§ PROBLEM TO SOLVE
Could you transcribe the material below exactly, without leaving out a single line?

§ INPUT
* begin *
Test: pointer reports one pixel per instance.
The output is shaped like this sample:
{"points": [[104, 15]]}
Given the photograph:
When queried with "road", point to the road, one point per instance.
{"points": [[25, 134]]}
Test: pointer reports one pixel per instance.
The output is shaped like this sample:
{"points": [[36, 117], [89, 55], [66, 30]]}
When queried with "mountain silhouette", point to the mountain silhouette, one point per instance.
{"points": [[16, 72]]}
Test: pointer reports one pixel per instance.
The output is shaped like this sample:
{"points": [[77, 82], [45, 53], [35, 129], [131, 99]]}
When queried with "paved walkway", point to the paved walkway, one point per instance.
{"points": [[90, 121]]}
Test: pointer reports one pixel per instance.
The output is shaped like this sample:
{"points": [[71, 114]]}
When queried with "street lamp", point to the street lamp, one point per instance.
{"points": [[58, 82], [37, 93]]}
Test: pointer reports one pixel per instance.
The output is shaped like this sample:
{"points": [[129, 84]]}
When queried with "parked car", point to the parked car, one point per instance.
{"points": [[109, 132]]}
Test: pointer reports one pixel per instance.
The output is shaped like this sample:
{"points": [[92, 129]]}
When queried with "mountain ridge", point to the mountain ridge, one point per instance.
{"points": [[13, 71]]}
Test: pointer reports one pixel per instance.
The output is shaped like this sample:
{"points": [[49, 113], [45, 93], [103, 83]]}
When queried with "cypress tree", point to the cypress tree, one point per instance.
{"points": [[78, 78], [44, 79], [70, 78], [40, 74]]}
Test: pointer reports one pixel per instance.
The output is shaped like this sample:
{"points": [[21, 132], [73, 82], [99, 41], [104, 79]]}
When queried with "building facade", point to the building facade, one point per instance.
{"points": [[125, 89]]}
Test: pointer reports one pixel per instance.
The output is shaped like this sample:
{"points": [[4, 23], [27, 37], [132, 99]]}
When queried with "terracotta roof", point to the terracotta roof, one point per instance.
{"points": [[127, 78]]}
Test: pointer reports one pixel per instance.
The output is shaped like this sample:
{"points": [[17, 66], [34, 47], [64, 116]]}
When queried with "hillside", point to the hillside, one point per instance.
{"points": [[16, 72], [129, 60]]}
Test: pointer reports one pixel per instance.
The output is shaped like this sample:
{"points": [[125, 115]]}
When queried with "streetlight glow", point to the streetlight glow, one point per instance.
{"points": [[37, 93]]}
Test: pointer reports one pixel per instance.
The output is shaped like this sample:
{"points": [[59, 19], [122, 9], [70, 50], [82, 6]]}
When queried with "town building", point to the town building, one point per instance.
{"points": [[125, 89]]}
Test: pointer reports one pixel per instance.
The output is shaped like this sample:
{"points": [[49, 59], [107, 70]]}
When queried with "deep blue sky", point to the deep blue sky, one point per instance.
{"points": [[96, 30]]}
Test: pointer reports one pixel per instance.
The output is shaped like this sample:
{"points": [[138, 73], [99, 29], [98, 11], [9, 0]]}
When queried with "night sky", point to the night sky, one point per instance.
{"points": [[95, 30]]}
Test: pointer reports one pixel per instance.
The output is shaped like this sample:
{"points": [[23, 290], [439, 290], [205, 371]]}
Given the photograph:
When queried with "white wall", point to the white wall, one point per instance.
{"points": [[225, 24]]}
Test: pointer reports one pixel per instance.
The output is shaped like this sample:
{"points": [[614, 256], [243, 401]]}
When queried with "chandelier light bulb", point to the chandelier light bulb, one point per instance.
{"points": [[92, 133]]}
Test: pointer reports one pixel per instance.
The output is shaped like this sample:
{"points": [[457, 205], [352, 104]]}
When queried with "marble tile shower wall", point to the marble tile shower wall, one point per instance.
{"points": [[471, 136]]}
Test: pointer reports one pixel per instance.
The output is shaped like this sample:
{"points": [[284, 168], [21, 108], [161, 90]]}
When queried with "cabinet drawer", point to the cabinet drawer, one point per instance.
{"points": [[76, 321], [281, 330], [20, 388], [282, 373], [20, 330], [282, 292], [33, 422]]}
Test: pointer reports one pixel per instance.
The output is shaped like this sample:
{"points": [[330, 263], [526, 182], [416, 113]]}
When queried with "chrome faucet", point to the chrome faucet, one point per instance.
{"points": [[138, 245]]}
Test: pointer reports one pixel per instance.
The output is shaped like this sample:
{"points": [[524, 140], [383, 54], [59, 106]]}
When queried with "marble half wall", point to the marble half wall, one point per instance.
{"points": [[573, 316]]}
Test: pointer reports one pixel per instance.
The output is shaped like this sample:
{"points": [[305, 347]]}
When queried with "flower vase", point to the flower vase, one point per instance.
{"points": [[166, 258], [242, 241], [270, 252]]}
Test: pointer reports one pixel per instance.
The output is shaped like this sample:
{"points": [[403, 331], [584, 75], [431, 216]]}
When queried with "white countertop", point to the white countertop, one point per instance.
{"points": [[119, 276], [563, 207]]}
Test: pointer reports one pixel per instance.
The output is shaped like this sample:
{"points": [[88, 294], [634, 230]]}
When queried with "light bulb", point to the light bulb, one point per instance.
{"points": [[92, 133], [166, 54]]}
* end *
§ OUTPUT OF THE TASK
Test: pointer reports one pixel per instance.
The output is shaped like this sample:
{"points": [[104, 15]]}
Given the photograph:
When queried with "road", point to the road, one point per instance.
{"points": [[25, 134]]}
Test: pointer reports one pixel per instance.
The output is shaped like this sample:
{"points": [[36, 117], [89, 55], [66, 30]]}
When queried with "mountain silhouette", point to the mountain silhouette, one point per instance.
{"points": [[16, 72]]}
Test: pointer reports one pixel per instance.
The output is shaped like this sample:
{"points": [[77, 82], [45, 53], [35, 129], [131, 99]]}
When queried with "paved walkway", point to the paved walkway, one point per instance.
{"points": [[90, 121]]}
Test: pointer reports one pixel per instance.
The output is shaped like this sample:
{"points": [[71, 114]]}
When queried with "street lamp", point to the street lamp, one point per instance.
{"points": [[58, 82], [37, 93]]}
Test: pointer reports one pixel per instance.
The output is shaped like this sample:
{"points": [[129, 84]]}
When queried with "parked car", point to the parked car, one point per instance.
{"points": [[109, 132]]}
Test: pointer reports one pixel per instance.
The output is shaped like this sample:
{"points": [[92, 129]]}
When queried with "mountain ridge", point to the mountain ridge, one point per instance.
{"points": [[13, 71]]}
Test: pointer reports one pixel per instance.
The output is shaped like this sample:
{"points": [[49, 113], [45, 93], [103, 83]]}
When queried with "cypress tree", point to the cypress tree, one point per instance.
{"points": [[78, 78], [44, 79], [70, 78], [40, 74]]}
Test: pointer reports one pixel per instance.
The output is shaped like this sample:
{"points": [[21, 132], [73, 82], [99, 41], [104, 79]]}
When queried with "building facade", point to the building facade, one point per instance.
{"points": [[125, 89]]}
Test: pointer reports one pixel per instance.
The output is shaped like this sample:
{"points": [[4, 23], [27, 37], [132, 99]]}
When queried with "terracotta roof", point to the terracotta roof, one point per instance.
{"points": [[127, 78]]}
Test: pointer reports one pixel per instance.
The output is shaped like this sample:
{"points": [[17, 66], [34, 47], [64, 116]]}
When queried with "hillside", point to the hillside, one point per instance.
{"points": [[16, 72], [129, 60]]}
Test: pointer reports one pixel per instance.
The output is shaped like this sample:
{"points": [[125, 115]]}
When queried with "streetlight glow", point to the streetlight glow, one point per instance.
{"points": [[37, 93]]}
Test: pointer reports one pixel per instance.
The output is shaped like this sample:
{"points": [[59, 19], [122, 9], [70, 50], [82, 6]]}
When queried with "town building", point to the town building, one point per instance.
{"points": [[125, 89]]}
Test: pointer reports one pixel per instance.
The output is shaped like this sample:
{"points": [[49, 59], [107, 70]]}
When queried with "deep blue sky", point to the deep blue sky, one point per instance.
{"points": [[96, 30]]}
Test: pointer reports one pixel per instance.
The output is shaped like this sample:
{"points": [[138, 73], [99, 29], [98, 11], [9, 0]]}
When queried with "night sky", point to the night sky, one point per instance.
{"points": [[95, 30]]}
Test: pointer reports one pixel per instance.
The output is shaped like this sample:
{"points": [[23, 290], [439, 290], [205, 371]]}
Given the photograph:
When queried with "white wall", point to the white wall, one point per instance.
{"points": [[225, 24]]}
Test: pointer reports one pixel per instance.
The output is shaped like this sample:
{"points": [[614, 256], [243, 401]]}
When queried with "chandelier light bulb", point to the chandelier light bulb, one point per instance.
{"points": [[92, 133]]}
Test: pointer reports one pixel per instance.
The output is shaped like this sample:
{"points": [[457, 205], [352, 104]]}
When queried with "marble tile shower wall", point to the marble tile shower wall, one point per instance.
{"points": [[471, 136]]}
Test: pointer reports one pixel per instance.
The output is shaped like this sample:
{"points": [[284, 168], [21, 108], [161, 90]]}
When queried with "cabinet drawer", point to the cabinet drawer, one point per instance.
{"points": [[76, 321], [281, 330], [20, 388], [282, 373], [20, 330], [282, 292], [33, 422]]}
Test: pointer reports one pixel per instance.
The output is shaped like this sample:
{"points": [[330, 263], [526, 182], [416, 113]]}
When queried with "chrome faucet", point to the chrome faucet, one point per instance.
{"points": [[138, 245]]}
Test: pointer reports one pixel per instance.
The output is shaped like this sample:
{"points": [[524, 140], [383, 54], [59, 106]]}
When queried with "marble half wall", point to the marble half wall, one point per instance.
{"points": [[573, 316]]}
Test: pointer reports one pixel per instance.
The output is shaped like this sample:
{"points": [[305, 347]]}
When queried with "flower vase", point to the flower vase, one point per instance.
{"points": [[166, 258], [242, 241], [270, 252]]}
Test: pointer reports one pixel per instance.
The output is shaped like this sample:
{"points": [[403, 331], [584, 75], [431, 216]]}
When queried with "white countertop", point to the white countertop, one point per instance.
{"points": [[119, 276], [563, 207]]}
Test: pointer reports one pixel per instance.
The output is shaped like this sample:
{"points": [[88, 294], [634, 230]]}
When queried with "light bulb", point to the light bulb, one point per instance.
{"points": [[92, 133], [166, 54]]}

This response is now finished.